**Goal**
Reproduce everything from the start of the records down to the line containing "<point>230,241</point>", requests included. Shift every coordinate in the answers by adding 49 to it, and leave the requests and their sample points unchanged.

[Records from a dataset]
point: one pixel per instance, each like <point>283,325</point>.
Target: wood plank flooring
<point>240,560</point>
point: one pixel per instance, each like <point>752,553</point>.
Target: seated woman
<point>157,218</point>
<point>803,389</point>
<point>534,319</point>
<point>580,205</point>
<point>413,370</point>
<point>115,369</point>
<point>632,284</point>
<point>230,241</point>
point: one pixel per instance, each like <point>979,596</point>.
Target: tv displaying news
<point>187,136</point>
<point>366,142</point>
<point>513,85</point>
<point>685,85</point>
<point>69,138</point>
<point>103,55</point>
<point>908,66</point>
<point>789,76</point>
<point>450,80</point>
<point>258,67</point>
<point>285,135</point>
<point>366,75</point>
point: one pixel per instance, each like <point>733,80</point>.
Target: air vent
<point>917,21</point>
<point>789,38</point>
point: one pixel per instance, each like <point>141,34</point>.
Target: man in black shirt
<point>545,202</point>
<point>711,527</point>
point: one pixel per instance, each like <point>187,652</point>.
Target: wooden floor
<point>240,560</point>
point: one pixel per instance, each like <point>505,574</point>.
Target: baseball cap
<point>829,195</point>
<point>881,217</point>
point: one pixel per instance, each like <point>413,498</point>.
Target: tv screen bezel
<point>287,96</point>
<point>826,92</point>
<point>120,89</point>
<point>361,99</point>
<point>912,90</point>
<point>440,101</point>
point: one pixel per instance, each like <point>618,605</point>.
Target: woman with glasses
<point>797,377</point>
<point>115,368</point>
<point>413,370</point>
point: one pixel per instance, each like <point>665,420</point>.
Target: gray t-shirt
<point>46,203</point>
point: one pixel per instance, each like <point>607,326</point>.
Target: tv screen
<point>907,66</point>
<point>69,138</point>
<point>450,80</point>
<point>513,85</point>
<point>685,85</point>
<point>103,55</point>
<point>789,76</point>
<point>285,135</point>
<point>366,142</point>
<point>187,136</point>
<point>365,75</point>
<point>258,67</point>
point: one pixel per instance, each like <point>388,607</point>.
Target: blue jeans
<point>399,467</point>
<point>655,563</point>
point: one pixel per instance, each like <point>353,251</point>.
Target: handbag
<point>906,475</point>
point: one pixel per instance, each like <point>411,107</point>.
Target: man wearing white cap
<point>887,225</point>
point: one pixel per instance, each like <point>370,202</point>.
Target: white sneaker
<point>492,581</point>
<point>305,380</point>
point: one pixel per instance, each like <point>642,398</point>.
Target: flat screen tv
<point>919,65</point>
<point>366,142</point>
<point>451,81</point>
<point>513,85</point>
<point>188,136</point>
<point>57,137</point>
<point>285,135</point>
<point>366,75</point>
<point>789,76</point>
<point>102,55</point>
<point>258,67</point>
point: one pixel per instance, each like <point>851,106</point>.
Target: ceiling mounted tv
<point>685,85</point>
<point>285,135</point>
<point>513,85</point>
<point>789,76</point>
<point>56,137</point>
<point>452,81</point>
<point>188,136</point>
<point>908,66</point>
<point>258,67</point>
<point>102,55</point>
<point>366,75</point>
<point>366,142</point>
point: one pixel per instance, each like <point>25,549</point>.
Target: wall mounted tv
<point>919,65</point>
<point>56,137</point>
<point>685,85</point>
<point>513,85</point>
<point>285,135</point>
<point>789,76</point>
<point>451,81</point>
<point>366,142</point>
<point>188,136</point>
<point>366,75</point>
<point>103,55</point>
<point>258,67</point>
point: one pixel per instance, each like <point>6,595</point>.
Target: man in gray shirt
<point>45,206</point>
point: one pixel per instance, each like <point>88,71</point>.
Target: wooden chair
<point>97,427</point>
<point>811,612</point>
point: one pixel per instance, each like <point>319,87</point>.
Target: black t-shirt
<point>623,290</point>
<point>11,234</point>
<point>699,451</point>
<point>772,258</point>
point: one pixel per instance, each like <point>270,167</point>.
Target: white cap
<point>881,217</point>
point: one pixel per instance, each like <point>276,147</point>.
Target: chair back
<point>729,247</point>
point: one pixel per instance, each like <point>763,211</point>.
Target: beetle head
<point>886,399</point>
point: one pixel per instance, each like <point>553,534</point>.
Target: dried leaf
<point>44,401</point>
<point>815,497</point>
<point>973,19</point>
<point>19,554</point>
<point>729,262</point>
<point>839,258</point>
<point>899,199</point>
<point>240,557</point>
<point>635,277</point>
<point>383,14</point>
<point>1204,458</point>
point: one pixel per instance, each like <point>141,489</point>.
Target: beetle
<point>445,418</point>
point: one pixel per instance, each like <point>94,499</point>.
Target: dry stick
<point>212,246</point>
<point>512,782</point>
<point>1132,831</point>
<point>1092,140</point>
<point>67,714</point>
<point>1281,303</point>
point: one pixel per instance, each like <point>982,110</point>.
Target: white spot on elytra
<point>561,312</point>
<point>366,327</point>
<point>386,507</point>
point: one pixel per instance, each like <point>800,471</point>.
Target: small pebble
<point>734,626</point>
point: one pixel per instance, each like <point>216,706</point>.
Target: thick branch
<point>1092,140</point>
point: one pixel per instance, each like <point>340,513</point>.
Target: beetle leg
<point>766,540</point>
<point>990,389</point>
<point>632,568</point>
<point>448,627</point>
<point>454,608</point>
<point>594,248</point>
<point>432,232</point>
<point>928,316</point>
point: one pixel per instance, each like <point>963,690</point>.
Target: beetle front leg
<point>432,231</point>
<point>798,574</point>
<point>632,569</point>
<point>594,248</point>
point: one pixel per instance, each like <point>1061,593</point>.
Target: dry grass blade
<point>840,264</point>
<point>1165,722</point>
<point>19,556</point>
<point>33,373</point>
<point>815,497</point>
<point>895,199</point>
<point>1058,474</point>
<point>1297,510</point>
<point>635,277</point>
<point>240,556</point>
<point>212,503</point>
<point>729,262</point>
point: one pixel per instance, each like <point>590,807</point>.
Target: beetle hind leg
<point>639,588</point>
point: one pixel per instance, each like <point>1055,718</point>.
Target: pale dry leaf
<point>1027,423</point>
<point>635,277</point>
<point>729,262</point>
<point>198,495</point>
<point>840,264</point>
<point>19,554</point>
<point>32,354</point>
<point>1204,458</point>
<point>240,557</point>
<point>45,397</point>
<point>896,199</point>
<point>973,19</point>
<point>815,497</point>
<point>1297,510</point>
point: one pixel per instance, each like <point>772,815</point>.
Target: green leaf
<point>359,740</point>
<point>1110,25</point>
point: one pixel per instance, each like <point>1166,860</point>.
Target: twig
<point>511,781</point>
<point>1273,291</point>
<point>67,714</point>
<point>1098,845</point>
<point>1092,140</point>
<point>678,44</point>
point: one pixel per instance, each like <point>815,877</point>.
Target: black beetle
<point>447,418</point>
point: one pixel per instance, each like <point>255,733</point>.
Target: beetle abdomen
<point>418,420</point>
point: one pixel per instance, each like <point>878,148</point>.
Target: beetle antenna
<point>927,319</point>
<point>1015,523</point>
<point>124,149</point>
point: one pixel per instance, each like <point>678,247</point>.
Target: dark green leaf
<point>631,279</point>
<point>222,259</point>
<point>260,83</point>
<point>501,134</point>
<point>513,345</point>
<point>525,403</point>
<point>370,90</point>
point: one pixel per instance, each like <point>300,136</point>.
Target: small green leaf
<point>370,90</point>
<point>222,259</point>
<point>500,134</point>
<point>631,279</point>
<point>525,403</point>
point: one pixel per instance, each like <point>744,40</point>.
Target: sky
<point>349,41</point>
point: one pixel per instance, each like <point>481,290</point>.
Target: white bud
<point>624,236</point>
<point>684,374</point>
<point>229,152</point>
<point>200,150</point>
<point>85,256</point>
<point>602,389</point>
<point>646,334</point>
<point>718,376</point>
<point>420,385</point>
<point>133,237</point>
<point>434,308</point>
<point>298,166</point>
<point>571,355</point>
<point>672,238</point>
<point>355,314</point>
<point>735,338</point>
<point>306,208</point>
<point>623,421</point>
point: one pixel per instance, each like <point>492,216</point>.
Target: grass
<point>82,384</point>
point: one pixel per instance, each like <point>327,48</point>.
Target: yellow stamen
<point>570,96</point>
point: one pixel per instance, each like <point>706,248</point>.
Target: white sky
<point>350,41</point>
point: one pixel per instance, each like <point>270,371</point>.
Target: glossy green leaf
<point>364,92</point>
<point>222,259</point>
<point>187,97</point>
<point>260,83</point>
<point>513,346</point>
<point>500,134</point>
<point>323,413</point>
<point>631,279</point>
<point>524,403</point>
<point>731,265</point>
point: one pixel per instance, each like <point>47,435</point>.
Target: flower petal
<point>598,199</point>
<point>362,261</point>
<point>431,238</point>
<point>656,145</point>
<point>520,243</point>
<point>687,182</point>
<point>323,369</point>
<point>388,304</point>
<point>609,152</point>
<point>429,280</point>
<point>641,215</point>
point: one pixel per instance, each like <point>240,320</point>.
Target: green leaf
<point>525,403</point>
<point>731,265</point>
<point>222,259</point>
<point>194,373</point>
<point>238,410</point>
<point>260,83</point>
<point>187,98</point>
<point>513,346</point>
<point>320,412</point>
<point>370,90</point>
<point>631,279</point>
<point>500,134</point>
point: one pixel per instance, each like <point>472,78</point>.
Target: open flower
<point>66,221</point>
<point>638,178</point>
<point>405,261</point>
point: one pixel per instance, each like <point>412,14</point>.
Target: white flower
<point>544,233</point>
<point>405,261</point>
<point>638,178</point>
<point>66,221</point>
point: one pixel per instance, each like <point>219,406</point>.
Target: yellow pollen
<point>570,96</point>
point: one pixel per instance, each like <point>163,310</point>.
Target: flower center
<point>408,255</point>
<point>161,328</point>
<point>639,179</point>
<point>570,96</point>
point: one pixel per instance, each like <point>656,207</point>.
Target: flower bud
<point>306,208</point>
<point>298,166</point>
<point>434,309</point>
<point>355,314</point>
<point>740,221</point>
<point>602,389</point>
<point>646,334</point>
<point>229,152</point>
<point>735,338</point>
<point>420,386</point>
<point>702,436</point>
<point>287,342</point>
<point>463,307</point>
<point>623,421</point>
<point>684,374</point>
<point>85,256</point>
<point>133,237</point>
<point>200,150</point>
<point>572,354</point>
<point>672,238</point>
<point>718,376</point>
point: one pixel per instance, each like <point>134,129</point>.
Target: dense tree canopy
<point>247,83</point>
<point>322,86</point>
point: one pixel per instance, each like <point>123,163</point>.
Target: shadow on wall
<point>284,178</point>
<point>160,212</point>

**Problem solution**
point: one pixel per instance, each like <point>283,325</point>.
Target: wood plank flooring
<point>289,609</point>
point: one pixel per instance, each like <point>752,553</point>.
Target: seated woman
<point>206,267</point>
<point>852,438</point>
<point>583,368</point>
<point>629,254</point>
<point>462,419</point>
<point>164,418</point>
<point>681,333</point>
<point>279,290</point>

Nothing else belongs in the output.